[Named object pointing entries]
— START —
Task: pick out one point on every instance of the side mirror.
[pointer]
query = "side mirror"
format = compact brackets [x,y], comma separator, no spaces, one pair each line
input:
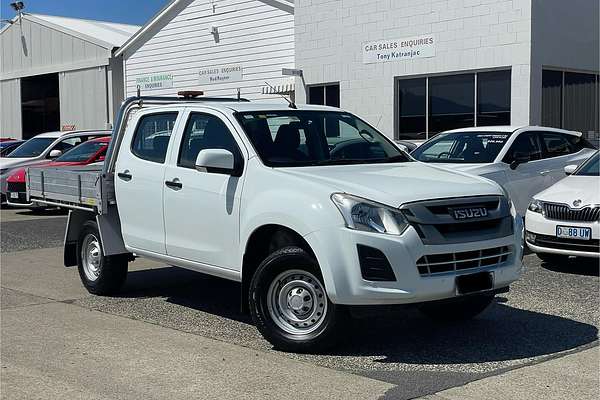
[216,161]
[54,153]
[518,159]
[569,169]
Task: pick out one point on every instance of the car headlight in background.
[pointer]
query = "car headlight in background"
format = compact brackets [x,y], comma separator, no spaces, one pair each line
[536,206]
[364,215]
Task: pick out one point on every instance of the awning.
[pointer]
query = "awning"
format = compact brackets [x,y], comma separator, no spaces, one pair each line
[285,88]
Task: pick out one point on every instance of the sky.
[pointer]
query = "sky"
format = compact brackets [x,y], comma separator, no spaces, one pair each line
[136,12]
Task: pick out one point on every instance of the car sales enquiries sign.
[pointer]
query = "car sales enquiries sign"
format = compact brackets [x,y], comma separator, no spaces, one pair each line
[399,50]
[155,81]
[222,74]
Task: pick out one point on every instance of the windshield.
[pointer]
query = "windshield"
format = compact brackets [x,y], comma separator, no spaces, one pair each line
[31,148]
[462,147]
[303,138]
[82,152]
[591,167]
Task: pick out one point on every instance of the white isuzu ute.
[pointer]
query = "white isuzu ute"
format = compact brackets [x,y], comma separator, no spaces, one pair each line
[309,207]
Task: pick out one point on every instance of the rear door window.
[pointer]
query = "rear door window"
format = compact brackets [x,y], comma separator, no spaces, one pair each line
[527,143]
[556,144]
[152,134]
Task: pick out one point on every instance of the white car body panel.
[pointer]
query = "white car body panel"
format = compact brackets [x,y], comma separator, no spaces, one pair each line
[584,191]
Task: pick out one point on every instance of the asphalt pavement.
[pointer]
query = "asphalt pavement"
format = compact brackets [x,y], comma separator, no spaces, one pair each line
[552,312]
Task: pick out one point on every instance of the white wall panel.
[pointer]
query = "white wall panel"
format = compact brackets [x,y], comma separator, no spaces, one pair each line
[252,34]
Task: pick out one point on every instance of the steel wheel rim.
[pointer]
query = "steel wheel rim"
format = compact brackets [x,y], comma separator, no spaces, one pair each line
[91,257]
[297,302]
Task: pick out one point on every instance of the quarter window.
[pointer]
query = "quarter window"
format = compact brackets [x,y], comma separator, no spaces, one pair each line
[526,143]
[204,131]
[430,105]
[151,137]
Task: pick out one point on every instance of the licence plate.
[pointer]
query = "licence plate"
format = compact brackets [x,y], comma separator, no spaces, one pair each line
[473,283]
[573,232]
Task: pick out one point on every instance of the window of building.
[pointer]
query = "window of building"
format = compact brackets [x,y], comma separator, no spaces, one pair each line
[412,106]
[429,105]
[151,137]
[204,131]
[526,144]
[570,100]
[451,102]
[325,95]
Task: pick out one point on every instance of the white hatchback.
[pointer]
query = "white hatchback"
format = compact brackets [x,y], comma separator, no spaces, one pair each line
[523,160]
[564,220]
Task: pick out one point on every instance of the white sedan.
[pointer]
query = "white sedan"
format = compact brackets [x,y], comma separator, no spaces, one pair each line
[523,160]
[564,220]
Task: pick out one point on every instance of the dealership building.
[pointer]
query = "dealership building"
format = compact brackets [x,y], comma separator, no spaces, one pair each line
[417,67]
[412,68]
[59,73]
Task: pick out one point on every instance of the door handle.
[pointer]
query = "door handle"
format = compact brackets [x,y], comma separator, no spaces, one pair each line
[175,184]
[125,175]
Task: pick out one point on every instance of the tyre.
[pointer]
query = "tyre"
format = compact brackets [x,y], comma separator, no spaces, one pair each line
[289,304]
[459,309]
[552,258]
[99,274]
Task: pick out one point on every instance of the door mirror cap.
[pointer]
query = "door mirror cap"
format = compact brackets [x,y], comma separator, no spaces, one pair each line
[569,169]
[55,153]
[518,159]
[216,161]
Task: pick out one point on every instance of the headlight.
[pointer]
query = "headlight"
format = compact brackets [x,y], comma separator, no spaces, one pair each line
[536,206]
[368,216]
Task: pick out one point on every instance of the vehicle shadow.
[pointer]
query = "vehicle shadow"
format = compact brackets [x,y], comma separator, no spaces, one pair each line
[576,266]
[391,334]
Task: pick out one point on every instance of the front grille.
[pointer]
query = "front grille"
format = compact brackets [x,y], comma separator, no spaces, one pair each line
[433,264]
[553,242]
[435,222]
[562,212]
[15,186]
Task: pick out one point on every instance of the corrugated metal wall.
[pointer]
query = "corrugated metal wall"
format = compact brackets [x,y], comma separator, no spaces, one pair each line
[10,108]
[33,49]
[257,36]
[83,98]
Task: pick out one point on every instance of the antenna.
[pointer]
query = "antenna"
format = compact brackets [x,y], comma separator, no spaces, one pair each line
[291,103]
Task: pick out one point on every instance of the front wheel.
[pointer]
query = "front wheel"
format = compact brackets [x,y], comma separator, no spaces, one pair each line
[551,258]
[100,274]
[289,304]
[459,309]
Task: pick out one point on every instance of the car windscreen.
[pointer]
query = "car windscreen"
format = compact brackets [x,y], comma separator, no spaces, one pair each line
[31,148]
[298,138]
[82,152]
[462,147]
[591,167]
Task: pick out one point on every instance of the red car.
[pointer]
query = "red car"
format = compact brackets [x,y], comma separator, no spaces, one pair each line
[86,153]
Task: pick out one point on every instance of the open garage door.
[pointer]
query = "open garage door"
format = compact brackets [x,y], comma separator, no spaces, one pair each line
[40,108]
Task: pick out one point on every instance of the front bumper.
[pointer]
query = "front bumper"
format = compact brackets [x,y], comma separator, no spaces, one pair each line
[337,255]
[545,241]
[19,199]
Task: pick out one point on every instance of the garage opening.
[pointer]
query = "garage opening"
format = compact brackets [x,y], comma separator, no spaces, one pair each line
[40,109]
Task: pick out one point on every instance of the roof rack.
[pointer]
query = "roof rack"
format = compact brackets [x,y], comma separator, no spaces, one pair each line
[137,102]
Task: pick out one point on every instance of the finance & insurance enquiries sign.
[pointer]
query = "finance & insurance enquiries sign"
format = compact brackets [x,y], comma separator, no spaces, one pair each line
[399,49]
[220,74]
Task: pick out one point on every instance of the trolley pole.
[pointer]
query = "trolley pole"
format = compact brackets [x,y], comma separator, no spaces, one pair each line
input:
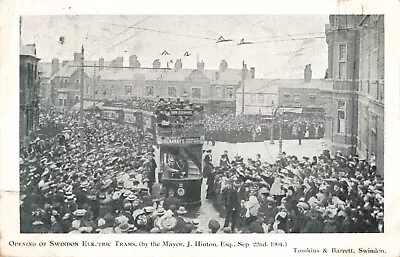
[271,141]
[81,107]
[280,140]
[243,78]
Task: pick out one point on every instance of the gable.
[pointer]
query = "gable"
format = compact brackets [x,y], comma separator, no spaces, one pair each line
[197,75]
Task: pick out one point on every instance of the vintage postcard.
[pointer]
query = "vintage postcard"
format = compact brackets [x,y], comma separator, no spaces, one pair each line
[180,126]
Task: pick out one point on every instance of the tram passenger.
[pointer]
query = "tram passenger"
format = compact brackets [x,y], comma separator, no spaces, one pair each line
[171,200]
[232,204]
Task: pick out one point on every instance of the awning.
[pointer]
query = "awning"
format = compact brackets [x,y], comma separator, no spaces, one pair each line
[290,109]
[87,105]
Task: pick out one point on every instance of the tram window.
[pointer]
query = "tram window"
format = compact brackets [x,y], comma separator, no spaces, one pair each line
[171,91]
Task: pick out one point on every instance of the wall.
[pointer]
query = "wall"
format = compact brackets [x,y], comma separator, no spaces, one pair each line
[299,97]
[371,91]
[29,97]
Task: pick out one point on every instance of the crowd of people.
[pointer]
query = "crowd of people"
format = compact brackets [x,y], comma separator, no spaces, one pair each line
[324,194]
[101,179]
[102,186]
[233,128]
[135,102]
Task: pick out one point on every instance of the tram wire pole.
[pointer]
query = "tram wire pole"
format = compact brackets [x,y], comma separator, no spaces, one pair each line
[94,90]
[81,104]
[271,141]
[243,78]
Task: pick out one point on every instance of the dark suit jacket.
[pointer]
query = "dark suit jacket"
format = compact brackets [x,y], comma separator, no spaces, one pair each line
[230,198]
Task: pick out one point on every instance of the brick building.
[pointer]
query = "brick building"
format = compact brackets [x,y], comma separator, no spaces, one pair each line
[355,119]
[263,96]
[28,92]
[214,88]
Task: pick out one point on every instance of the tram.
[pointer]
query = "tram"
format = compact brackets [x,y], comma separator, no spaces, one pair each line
[181,145]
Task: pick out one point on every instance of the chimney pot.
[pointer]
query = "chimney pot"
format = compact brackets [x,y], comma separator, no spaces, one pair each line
[307,73]
[55,66]
[223,66]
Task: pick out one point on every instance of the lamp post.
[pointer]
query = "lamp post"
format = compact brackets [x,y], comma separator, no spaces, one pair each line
[280,139]
[272,126]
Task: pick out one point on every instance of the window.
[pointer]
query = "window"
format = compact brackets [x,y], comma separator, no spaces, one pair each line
[218,92]
[341,116]
[343,53]
[149,91]
[342,70]
[128,90]
[62,102]
[252,98]
[229,92]
[261,98]
[312,99]
[196,92]
[171,91]
[342,61]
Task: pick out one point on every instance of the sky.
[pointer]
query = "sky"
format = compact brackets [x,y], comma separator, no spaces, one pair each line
[282,44]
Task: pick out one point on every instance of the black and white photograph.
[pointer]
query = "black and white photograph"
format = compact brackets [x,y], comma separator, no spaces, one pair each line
[201,124]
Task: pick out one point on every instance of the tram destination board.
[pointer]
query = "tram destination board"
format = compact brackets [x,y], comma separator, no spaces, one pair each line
[180,140]
[181,112]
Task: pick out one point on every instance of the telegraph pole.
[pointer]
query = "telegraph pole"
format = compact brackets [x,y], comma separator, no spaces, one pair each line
[243,78]
[81,107]
[94,85]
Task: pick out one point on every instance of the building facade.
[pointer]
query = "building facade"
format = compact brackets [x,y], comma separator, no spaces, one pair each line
[264,96]
[356,70]
[371,88]
[215,89]
[28,93]
[343,64]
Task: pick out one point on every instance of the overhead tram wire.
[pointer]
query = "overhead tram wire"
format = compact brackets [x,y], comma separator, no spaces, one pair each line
[164,32]
[120,33]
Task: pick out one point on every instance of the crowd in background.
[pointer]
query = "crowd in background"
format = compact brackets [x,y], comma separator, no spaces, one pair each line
[102,186]
[324,194]
[233,128]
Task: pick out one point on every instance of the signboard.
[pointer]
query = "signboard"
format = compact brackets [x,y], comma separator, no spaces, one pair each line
[180,140]
[181,112]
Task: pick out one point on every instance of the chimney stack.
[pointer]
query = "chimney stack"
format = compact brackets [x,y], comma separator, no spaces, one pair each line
[117,62]
[253,72]
[55,66]
[156,64]
[200,65]
[133,62]
[223,66]
[245,71]
[178,64]
[101,63]
[307,73]
[77,57]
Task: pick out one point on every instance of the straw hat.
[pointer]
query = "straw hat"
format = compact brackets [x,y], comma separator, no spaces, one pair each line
[181,210]
[169,223]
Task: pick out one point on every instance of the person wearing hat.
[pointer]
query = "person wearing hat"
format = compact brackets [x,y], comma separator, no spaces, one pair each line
[214,226]
[207,164]
[231,202]
[181,225]
[151,168]
[171,200]
[224,160]
[313,222]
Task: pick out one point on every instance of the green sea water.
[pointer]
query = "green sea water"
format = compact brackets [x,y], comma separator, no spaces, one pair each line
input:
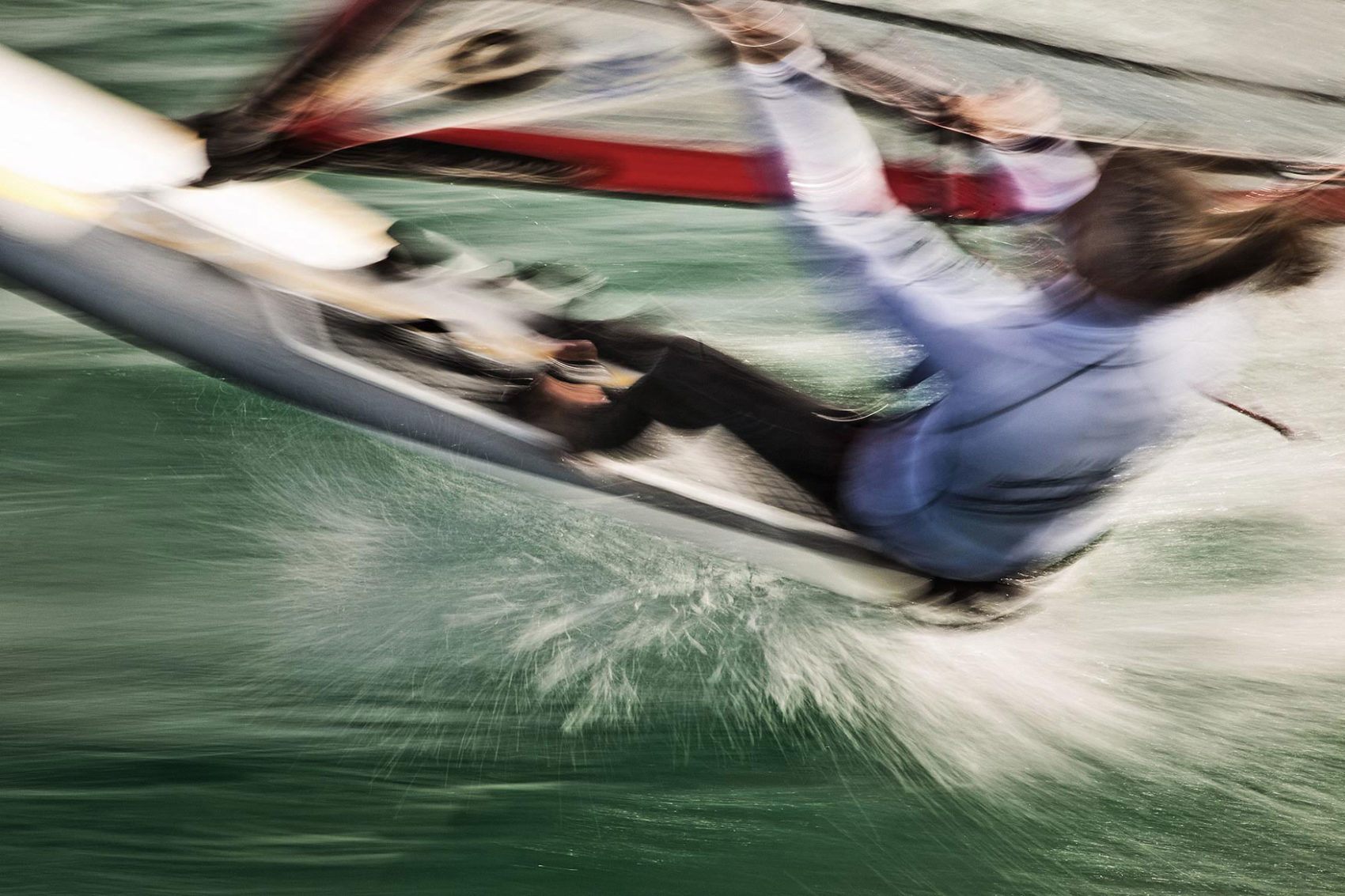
[249,650]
— END —
• Task instructions
Exactly the lines from the one with "Task: pick out one point on every instance of the signboard." through the end of the listing above are to be repeated, with no pictures.

• Exercise answer
Task: pick out one point on every instance of the signboard.
[pointer]
query = "signboard"
format = compact brackets [x,y], comma separator, no spaces, one pair each line
[180,140]
[181,112]
Task: pick out one point on every instance of the chimney stack.
[pointer]
query = "chimney stack"
format = compact brackets [x,y], comma separator, no spaces, one pair each line
[117,62]
[253,72]
[55,66]
[156,64]
[200,65]
[133,62]
[223,66]
[245,71]
[178,64]
[101,63]
[307,73]
[77,57]
Task: pick out one point on every instance of the straw hat.
[pointer]
query = "straw hat"
format = compact brackets [x,y], comma separator, no spaces, one pair each line
[181,210]
[169,223]
Task: pick out one point on every instance of the person wearing hat.
[pointer]
query = "person wearing hat"
format = compact brackets [x,y], comma separator, no spaces, one pair each line
[214,226]
[207,164]
[231,202]
[181,225]
[151,168]
[171,200]
[224,160]
[313,222]
Task: pick out one point on every instance of the green sea water.
[pointer]
query = "green sea water"
format = compact brackets [x,y], comma separator, no spaces, one pair each line
input:
[249,650]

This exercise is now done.